§ **AIM OF THE EXERCISE**
All of the records below should be output exactly.

────────────────

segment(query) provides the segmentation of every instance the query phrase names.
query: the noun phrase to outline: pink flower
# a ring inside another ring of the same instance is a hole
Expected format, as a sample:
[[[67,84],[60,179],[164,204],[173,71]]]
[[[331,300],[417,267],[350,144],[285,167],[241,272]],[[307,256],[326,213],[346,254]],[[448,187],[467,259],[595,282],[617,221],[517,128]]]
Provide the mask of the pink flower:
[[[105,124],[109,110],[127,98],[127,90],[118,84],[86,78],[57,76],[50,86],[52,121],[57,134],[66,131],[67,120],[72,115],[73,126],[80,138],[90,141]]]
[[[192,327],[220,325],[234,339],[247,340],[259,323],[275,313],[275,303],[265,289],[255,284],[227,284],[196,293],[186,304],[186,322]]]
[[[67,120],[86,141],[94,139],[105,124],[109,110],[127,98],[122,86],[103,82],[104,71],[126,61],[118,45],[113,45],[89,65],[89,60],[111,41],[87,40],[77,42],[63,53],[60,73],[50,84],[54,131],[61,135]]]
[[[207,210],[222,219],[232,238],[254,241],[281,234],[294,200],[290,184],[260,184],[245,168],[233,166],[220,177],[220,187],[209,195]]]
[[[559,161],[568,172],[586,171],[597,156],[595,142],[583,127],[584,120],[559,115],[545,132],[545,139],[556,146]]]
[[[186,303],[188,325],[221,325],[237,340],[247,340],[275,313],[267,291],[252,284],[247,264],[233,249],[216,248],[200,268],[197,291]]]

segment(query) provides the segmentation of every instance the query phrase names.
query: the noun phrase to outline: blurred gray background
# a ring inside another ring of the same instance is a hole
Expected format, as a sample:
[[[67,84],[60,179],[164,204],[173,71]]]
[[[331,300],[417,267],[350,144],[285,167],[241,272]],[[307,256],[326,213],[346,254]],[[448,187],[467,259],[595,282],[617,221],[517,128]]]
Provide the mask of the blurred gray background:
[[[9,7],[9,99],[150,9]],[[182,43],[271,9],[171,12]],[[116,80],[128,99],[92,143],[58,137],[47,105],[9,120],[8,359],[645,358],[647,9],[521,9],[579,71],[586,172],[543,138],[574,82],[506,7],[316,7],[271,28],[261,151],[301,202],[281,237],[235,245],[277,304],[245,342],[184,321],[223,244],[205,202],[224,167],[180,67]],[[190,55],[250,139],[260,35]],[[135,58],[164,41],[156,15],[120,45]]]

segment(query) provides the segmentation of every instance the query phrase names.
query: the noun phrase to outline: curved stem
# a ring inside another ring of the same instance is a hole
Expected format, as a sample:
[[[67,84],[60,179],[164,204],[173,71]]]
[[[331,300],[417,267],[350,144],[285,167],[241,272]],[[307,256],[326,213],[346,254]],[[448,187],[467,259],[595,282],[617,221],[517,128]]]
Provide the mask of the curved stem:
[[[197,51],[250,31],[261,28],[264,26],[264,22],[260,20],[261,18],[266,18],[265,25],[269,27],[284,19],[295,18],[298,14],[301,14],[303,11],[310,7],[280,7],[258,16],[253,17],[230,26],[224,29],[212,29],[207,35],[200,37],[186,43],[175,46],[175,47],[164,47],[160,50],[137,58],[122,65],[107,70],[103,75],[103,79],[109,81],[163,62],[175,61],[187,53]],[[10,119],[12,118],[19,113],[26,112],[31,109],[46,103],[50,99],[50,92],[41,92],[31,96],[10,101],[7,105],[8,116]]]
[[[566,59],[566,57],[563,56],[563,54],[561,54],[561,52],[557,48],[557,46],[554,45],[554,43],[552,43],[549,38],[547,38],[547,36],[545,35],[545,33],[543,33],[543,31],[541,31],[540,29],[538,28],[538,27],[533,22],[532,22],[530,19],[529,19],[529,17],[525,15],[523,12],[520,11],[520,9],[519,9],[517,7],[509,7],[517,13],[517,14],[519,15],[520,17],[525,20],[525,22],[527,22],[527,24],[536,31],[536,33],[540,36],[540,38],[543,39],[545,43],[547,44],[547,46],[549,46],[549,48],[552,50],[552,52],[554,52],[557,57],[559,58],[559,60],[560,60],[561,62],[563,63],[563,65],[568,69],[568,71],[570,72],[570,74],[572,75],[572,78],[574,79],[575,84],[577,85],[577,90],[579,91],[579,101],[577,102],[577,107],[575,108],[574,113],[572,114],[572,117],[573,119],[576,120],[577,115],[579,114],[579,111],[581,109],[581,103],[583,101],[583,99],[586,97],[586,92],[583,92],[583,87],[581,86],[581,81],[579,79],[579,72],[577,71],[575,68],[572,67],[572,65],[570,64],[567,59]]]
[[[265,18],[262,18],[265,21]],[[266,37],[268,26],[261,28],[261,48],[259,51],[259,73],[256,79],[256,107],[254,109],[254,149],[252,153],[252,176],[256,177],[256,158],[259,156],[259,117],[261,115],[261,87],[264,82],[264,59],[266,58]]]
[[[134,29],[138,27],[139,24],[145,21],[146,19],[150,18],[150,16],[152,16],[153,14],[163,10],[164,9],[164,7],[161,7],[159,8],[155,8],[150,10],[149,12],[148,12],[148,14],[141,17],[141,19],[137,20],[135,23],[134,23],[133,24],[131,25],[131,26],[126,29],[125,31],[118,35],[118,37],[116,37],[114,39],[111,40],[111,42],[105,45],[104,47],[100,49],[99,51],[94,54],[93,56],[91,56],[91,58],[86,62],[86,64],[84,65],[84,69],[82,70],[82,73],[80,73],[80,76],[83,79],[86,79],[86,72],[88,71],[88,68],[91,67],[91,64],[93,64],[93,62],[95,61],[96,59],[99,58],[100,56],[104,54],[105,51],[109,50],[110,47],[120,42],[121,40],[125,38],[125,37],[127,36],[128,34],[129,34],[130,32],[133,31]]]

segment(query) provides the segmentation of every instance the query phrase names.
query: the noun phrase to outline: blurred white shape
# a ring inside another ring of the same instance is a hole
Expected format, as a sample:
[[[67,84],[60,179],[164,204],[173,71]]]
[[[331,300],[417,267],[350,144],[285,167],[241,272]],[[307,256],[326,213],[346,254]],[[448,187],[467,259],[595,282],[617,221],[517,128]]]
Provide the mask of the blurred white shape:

────────────────

§ **THE COMPLETED TASK**
segment(query) provides the segmentation of every instance the query phrase names.
query: the noun phrase to outline: pink flower
# a ring inside another ring of the same instance is a hole
Expected format, as a sample:
[[[67,84],[60,179],[164,204],[173,71]]]
[[[331,300],[417,267],[350,144],[285,167],[241,272]],[[307,256],[326,213],[346,254]],[[448,187],[467,259],[595,282],[617,221],[517,128]]]
Provide the mask of the pink flower:
[[[105,124],[109,110],[127,98],[127,90],[118,84],[86,78],[57,76],[50,86],[52,121],[57,134],[66,131],[67,120],[72,115],[73,126],[80,138],[90,141]]]
[[[192,327],[220,325],[234,339],[247,340],[259,323],[275,313],[275,303],[265,289],[255,284],[227,284],[196,293],[186,304],[186,322]]]
[[[67,120],[86,141],[94,139],[105,124],[109,110],[127,98],[122,86],[103,82],[104,71],[126,61],[118,45],[113,45],[89,65],[89,60],[111,41],[87,40],[77,42],[63,53],[60,73],[50,84],[54,131],[61,135]]]
[[[207,210],[222,219],[232,238],[254,241],[281,234],[294,200],[290,184],[260,184],[245,168],[233,166],[220,177],[220,187],[209,195]]]
[[[559,161],[568,172],[586,171],[597,156],[595,142],[583,127],[584,120],[559,115],[545,132],[545,139],[556,146]]]
[[[186,303],[188,325],[221,325],[237,340],[247,340],[275,313],[267,291],[252,284],[247,264],[233,249],[216,248],[200,268],[197,291]]]

segment(query) provides the segmentation of every instance the query phrase names.
query: the noun phrase to outline: blurred gray background
# a ring inside another ring of the same instance is a hole
Expected format, as a sample:
[[[67,84],[60,179],[164,204],[173,71]]]
[[[331,300],[417,267],[350,144],[285,167],[241,272]],[[307,256],[326,213],[346,254]],[[448,187],[467,259],[595,282],[617,221],[517,128]]]
Provide the mask of the blurred gray background:
[[[9,7],[9,99],[150,9]],[[182,43],[271,9],[171,12]],[[116,80],[128,99],[92,143],[58,137],[47,105],[9,120],[8,359],[645,358],[647,9],[521,9],[579,71],[586,172],[543,138],[574,82],[506,7],[316,7],[271,28],[261,151],[301,202],[281,237],[235,245],[277,304],[245,342],[184,321],[223,244],[205,202],[224,167],[180,67]],[[190,55],[250,139],[260,35]],[[135,58],[164,41],[156,15],[120,45]]]

segment(query) provides the segmentation of every instance the query phrase names.
query: the noun phrase to outline: curved stem
# a ring inside another ring of the same instance is a hole
Expected format, as a sample:
[[[67,84],[60,179],[164,204],[173,71]]]
[[[331,300],[417,267],[350,144],[285,167],[241,272]],[[307,256],[326,213],[346,254]],[[448,187],[467,259],[595,282],[617,221],[517,128]]]
Provide the mask of the curved stem:
[[[197,51],[250,31],[261,28],[264,26],[264,22],[260,20],[261,18],[266,18],[265,25],[269,27],[284,19],[295,18],[298,14],[301,14],[303,11],[310,7],[280,7],[258,16],[253,17],[230,26],[224,29],[212,29],[207,35],[200,37],[186,43],[175,46],[175,47],[164,47],[160,50],[137,58],[122,65],[107,70],[103,75],[103,79],[109,81],[163,62],[175,61],[187,53]],[[10,119],[12,118],[19,113],[26,112],[31,109],[46,103],[50,99],[50,92],[41,92],[31,96],[10,101],[7,105],[8,116]]]
[[[566,59],[566,57],[563,56],[563,54],[561,54],[561,52],[557,48],[557,46],[554,45],[554,43],[552,43],[549,38],[547,38],[547,36],[545,35],[545,33],[543,33],[543,31],[541,31],[540,29],[538,28],[538,27],[533,22],[532,22],[530,19],[529,19],[529,17],[525,15],[523,12],[520,11],[520,9],[519,9],[517,7],[509,7],[517,13],[517,14],[519,15],[520,17],[525,20],[525,22],[527,22],[527,24],[536,31],[536,33],[540,36],[540,38],[543,39],[545,43],[547,44],[547,46],[549,46],[549,48],[552,50],[552,52],[554,52],[557,57],[559,58],[559,60],[560,60],[561,62],[563,63],[563,65],[568,69],[568,71],[570,72],[570,74],[572,75],[572,78],[574,79],[575,84],[577,85],[577,90],[579,91],[579,101],[577,102],[577,107],[575,108],[574,113],[572,114],[572,117],[573,119],[576,120],[577,115],[579,114],[579,111],[581,109],[581,103],[583,101],[583,99],[586,97],[586,92],[583,92],[583,87],[581,86],[581,81],[579,79],[579,72],[577,71],[575,68],[572,67],[572,65],[570,64],[567,59]]]
[[[265,18],[262,18],[265,21]],[[266,37],[268,26],[261,28],[261,48],[259,51],[259,73],[256,79],[256,107],[254,109],[254,149],[252,153],[252,176],[256,177],[256,158],[259,156],[259,117],[261,115],[261,87],[264,82],[264,59],[266,58]]]
[[[134,29],[138,27],[139,24],[145,21],[146,19],[150,18],[150,16],[152,16],[153,14],[163,10],[164,9],[164,7],[161,7],[159,8],[155,8],[150,10],[149,12],[148,12],[148,14],[141,17],[141,19],[137,20],[135,23],[134,23],[133,24],[131,25],[131,26],[126,29],[125,31],[118,35],[118,37],[116,37],[114,39],[111,40],[111,42],[105,45],[104,47],[100,49],[99,51],[94,54],[93,56],[91,56],[91,58],[86,62],[86,64],[84,65],[84,69],[82,70],[82,73],[80,73],[80,76],[83,79],[86,79],[86,72],[88,71],[88,68],[91,67],[91,64],[93,64],[93,62],[95,61],[96,59],[99,58],[100,56],[104,54],[105,51],[109,50],[110,47],[120,42],[121,40],[125,38],[125,37],[127,36],[128,34],[129,34],[130,32],[133,31]]]

segment(query) provides the segmentation of every instance the query phrase names.
query: the noun phrase to outline: blurred white shape
# a ring inside another ring of the same instance is a hole
Expected format, as a sample:
[[[67,84],[60,179],[164,204],[173,71]]]
[[[331,300],[417,267],[350,144],[285,167],[241,272]],[[307,256],[326,213],[346,254]],[[448,187],[467,259],[595,282],[617,221],[517,128]]]
Provide the mask of the blurred white shape:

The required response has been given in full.